## [PROBLEM REQUIREMENTS]
Using the records below, copy exactly the part that opens with the line holding "Practice: look at the photo below" and closes with the line holding "the wheat spikelet", minus the pictures.

*** MATERIAL SUPPLIED ***

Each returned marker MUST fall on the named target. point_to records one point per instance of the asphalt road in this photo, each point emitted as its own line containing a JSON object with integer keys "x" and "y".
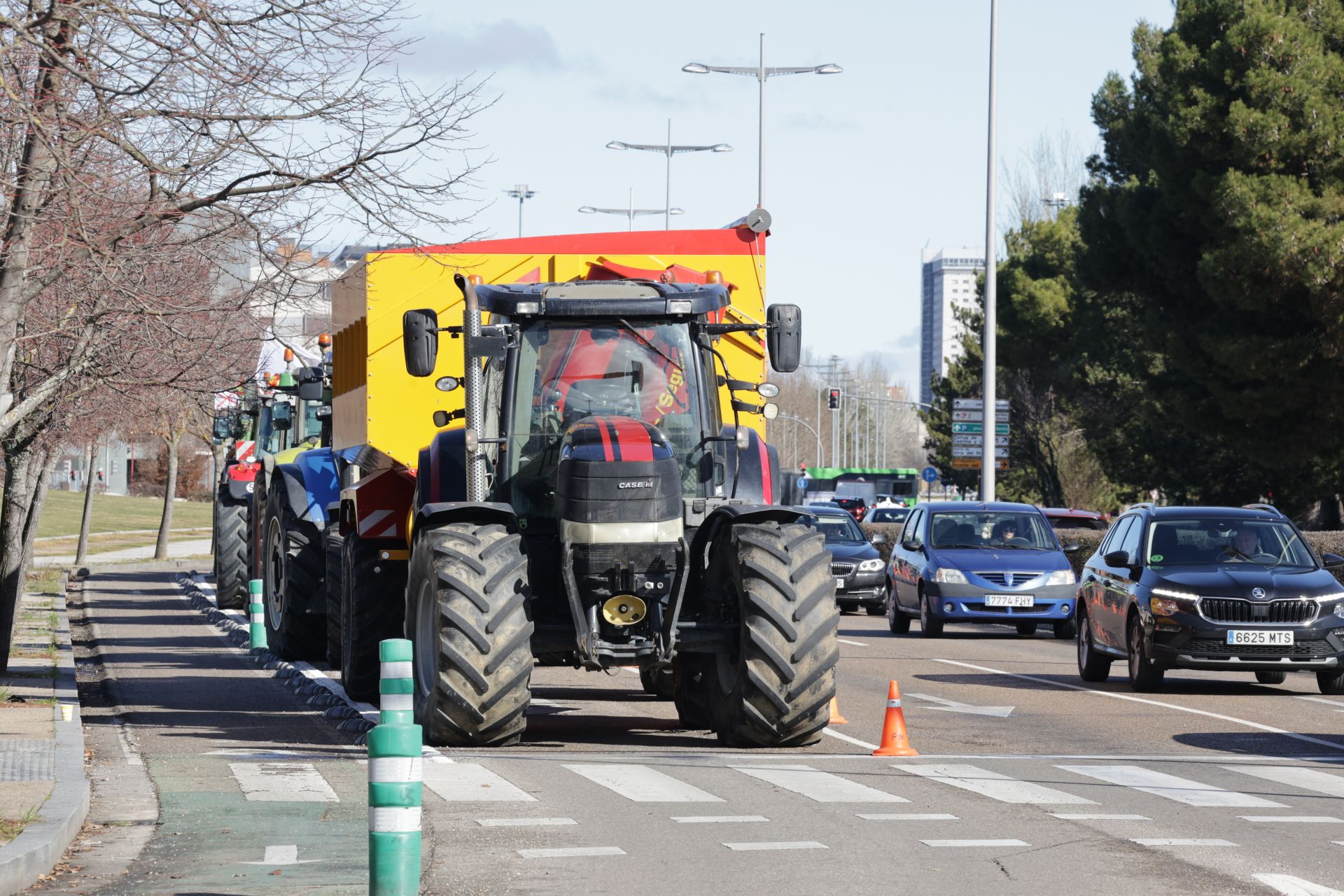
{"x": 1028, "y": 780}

*** End of MATERIAL SUPPLIED ***
*** MATERIAL SUPPLIED ***

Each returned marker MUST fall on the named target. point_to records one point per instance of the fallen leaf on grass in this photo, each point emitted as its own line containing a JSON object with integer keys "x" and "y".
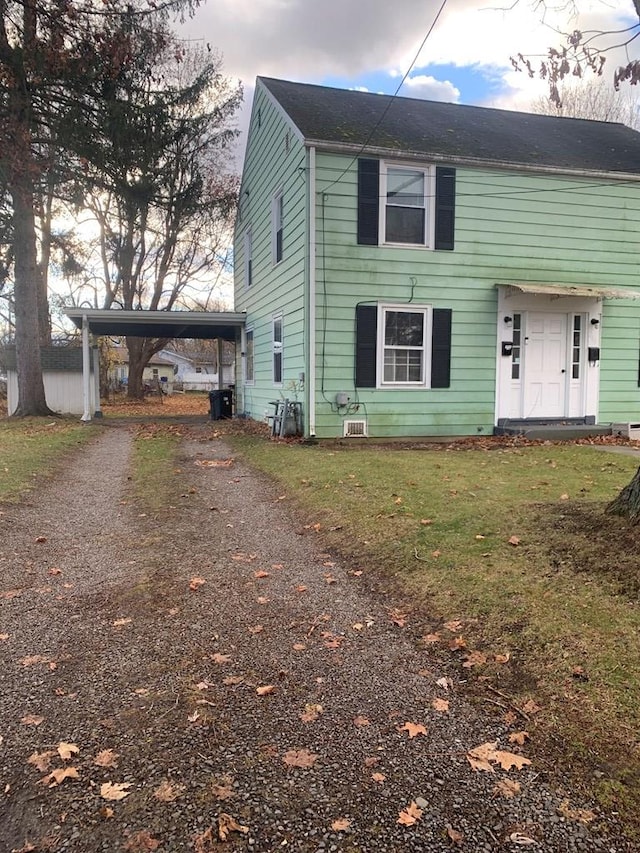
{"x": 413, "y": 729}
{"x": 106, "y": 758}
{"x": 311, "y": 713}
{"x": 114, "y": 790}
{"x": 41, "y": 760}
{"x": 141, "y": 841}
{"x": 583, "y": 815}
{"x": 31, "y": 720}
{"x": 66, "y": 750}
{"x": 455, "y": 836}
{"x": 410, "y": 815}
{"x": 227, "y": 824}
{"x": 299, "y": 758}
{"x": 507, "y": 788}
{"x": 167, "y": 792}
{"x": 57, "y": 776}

*** End of MATERIAL SUPPLIED ***
*** MATERIAL SUPPLIED ***

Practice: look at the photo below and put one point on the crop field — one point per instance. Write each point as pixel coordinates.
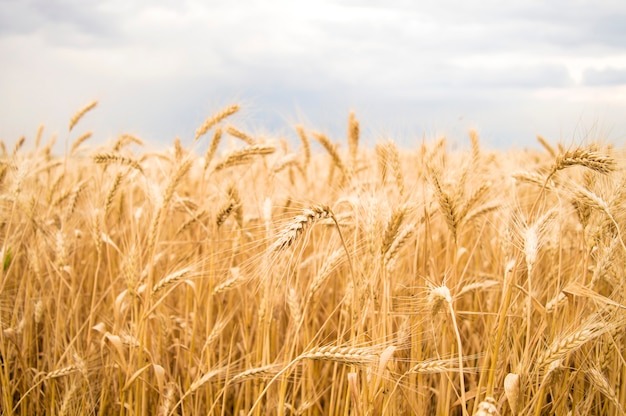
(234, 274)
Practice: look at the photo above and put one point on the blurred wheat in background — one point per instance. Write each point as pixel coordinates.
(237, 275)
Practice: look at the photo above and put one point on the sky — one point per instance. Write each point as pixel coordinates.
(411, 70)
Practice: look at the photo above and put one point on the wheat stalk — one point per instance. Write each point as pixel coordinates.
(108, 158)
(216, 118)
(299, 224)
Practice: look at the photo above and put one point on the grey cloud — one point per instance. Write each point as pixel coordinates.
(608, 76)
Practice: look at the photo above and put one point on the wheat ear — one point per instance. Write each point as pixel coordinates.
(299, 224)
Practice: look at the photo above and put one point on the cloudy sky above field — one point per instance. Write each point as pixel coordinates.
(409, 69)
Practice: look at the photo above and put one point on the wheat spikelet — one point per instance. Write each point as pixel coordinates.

*** End of MATERIAL SUPPLIED ***

## [OUTPUT]
Practice: look at the photo below and put one point on the crop field — one point per instance. Write each point as pixel coordinates.
(234, 274)
Practice: look at the photo above and put one point on the blurred wheat in background — one point per instance. Write each point as pixel coordinates.
(237, 275)
Practice: look at the photo above and put one point on the sky — one point per instance. Write each point as pixel coordinates.
(411, 70)
Practice: look at the photo above and put one point on the wheat stalk — one point per instance. Write each point as pixel coordinates.
(108, 158)
(216, 118)
(299, 224)
Practice: look at the photo above and put one point on the grey cloud — one point per instance. Write each point as pixel coordinates.
(608, 76)
Practice: look at the photo above and put one point on the wheat ear — one point per instance. Write each point as pixel coordinates.
(299, 224)
Practice: look at the photo above and put one point on the cloudy sky above field — one point per instance. Write each point as pixel coordinates.
(409, 69)
Practice: look at the photo above and put one point on the wheat spikelet — one point per instance. Write each point as pixel coordinates.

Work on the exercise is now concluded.